┌─ GIVEN ENTRIES

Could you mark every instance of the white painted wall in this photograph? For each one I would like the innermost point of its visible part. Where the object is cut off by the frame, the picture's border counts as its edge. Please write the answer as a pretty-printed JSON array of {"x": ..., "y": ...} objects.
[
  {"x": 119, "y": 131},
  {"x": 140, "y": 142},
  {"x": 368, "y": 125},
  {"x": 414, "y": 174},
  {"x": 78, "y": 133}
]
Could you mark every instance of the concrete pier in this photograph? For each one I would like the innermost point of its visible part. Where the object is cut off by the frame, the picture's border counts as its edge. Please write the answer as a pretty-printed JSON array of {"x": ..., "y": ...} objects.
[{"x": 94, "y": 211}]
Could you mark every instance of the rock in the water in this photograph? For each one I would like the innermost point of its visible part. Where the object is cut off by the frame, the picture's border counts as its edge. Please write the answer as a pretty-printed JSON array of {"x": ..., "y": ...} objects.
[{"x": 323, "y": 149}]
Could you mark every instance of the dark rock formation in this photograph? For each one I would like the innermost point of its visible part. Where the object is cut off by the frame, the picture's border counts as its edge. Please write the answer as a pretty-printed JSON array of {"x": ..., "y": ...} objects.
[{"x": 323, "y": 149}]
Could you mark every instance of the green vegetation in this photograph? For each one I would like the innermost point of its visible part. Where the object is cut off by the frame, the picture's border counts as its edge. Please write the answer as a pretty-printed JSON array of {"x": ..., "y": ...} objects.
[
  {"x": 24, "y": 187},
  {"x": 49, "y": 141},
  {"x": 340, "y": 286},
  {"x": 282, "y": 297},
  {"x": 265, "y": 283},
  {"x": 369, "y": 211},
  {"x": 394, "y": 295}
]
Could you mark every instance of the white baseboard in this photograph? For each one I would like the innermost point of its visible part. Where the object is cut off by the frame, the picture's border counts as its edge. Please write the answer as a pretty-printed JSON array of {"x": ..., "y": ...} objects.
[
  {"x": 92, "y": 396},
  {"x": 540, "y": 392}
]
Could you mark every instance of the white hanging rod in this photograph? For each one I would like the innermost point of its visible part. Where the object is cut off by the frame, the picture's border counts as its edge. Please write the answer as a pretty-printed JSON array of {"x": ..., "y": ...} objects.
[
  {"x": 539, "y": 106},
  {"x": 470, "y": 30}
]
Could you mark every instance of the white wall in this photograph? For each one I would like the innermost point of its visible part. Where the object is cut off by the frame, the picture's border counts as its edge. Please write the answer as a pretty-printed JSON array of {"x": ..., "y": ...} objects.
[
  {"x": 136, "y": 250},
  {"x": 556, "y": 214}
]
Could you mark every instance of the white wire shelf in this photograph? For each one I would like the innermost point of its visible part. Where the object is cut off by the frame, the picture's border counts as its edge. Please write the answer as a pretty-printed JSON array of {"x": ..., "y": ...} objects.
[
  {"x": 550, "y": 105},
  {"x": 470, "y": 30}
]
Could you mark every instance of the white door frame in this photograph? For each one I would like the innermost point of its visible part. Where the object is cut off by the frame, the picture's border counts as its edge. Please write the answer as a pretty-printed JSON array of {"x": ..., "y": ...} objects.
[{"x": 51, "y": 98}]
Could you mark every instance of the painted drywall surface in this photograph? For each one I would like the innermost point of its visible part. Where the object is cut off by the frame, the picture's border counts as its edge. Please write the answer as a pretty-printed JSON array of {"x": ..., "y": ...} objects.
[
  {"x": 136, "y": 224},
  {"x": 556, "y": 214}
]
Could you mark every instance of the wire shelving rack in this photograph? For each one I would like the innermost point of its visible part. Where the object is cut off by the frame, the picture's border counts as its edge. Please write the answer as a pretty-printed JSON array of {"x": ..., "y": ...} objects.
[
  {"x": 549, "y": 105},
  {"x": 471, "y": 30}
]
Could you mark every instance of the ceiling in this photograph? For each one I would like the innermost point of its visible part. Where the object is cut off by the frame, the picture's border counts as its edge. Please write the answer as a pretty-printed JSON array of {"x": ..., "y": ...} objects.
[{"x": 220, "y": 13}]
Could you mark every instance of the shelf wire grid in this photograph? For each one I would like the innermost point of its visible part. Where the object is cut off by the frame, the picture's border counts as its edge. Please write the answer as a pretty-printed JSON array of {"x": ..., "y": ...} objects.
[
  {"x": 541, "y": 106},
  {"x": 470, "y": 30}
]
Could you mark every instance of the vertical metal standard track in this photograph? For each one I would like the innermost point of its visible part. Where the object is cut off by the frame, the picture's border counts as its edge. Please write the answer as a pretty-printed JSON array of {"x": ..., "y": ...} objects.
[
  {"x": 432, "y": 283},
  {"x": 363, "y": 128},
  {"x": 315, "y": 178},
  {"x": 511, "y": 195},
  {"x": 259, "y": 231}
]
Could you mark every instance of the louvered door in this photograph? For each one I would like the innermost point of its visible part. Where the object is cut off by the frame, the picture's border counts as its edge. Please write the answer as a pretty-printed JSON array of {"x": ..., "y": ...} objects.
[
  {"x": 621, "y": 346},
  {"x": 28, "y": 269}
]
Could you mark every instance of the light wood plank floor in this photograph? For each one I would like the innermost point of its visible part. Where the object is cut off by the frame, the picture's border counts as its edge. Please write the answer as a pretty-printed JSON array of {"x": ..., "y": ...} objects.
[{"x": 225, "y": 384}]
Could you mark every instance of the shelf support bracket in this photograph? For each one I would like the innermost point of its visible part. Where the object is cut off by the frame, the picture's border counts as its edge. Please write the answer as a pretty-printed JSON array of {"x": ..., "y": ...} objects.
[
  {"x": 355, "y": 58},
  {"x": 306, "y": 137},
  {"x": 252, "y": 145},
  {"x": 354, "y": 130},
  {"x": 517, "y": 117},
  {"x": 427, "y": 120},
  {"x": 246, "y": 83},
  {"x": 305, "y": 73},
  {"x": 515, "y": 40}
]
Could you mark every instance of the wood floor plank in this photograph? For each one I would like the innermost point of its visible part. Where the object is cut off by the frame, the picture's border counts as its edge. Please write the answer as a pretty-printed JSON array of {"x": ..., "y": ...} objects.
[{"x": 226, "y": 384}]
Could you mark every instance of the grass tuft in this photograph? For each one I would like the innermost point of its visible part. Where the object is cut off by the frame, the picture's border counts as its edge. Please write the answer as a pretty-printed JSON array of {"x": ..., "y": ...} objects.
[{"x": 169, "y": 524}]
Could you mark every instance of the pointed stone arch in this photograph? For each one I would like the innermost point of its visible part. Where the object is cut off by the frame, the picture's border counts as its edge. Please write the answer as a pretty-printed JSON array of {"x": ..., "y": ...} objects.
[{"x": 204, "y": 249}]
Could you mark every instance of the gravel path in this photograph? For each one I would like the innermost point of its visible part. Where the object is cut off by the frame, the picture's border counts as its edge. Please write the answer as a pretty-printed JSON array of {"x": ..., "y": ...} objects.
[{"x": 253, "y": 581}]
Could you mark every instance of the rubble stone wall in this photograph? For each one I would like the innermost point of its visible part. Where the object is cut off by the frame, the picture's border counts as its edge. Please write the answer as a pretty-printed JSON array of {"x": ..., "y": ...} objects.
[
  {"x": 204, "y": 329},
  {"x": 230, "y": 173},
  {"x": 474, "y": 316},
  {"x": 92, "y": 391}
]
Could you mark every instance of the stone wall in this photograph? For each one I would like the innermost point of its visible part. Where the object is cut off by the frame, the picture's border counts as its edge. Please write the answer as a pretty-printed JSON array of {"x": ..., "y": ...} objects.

└─

TASK STATEMENT
Exact repetition is required for the lines from the one that contains "Could you mark every instance of the wood" through the final line; leave out everything else.

RESULT OF THE TASK
Could you mark every instance of the wood floor plank in this photograph? For each one I would like the innermost point of its visible part. Where the object is cut off by the frame, the picture's border counts as its edge. Please write the answer as a pretty-printed JSON array of {"x": ..., "y": ...} objects.
[{"x": 226, "y": 384}]
Could you mark every instance of the grass tuft in this photograph? For each one I would like the innermost point of its visible part. Where the object is cut off by the frame, the picture's border counts as its edge. Please write the answer as a pretty-printed JSON array of {"x": ..., "y": ...} objects.
[{"x": 169, "y": 524}]
Could you mark every instance of the pointed stone arch in this photograph? For each one I would like the innermost point of its visible part. Where the object is cut off by the frame, the picture's border counts as its edge. Please write the answer as a pretty-printed JSON array of {"x": ..., "y": ...} objects.
[{"x": 204, "y": 249}]
Could you mark every instance of the gravel path in this photograph? For each one I would like the innermost point of its visible part. Where the object is cut off by the frame, the picture's border counts as its edge. Please write the answer as a pretty-printed JSON array of {"x": ..., "y": ...} objects.
[{"x": 253, "y": 581}]
Could you mark every instance of the rubble stone wall in this photograph? For each one I would like the innermost point of its visible part. Where the object is cut off by the frame, the picture's border counts as its edge. Please write the answer as a pretty-printed JSON array of {"x": ..., "y": ...} objects.
[
  {"x": 204, "y": 329},
  {"x": 230, "y": 173},
  {"x": 474, "y": 316},
  {"x": 92, "y": 391}
]
Could you mark every instance of the stone wall in this photograph? For each one I would like the innermost point of its visible part. Where the object is cut off by the frame, the picture's border counts as its edge. Please write the answer as a pretty-printed JSON array of {"x": ..., "y": ...} objects.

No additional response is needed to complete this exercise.